What lines in the records below contain the string "pixel"? Copy every one.
'''
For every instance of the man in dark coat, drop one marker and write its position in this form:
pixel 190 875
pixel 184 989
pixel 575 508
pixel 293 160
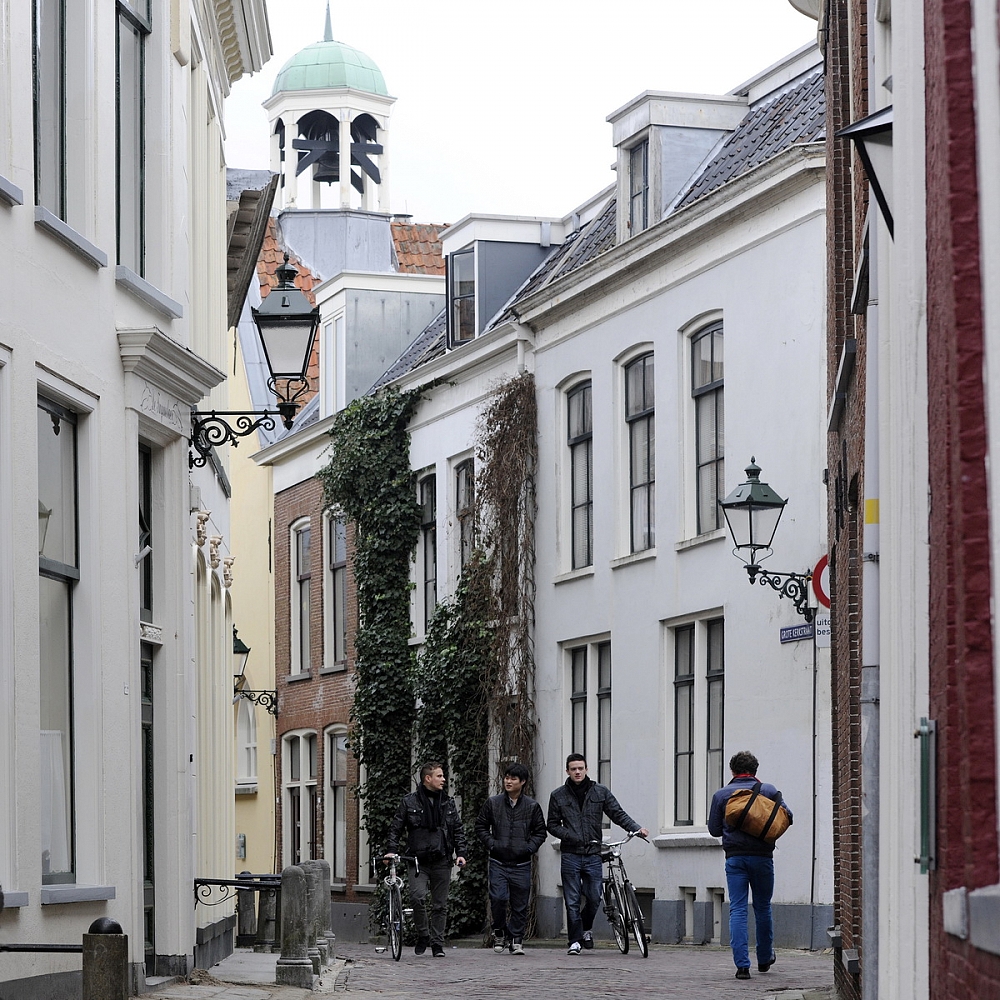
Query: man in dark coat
'''
Exercise response:
pixel 190 875
pixel 184 989
pixel 575 508
pixel 293 160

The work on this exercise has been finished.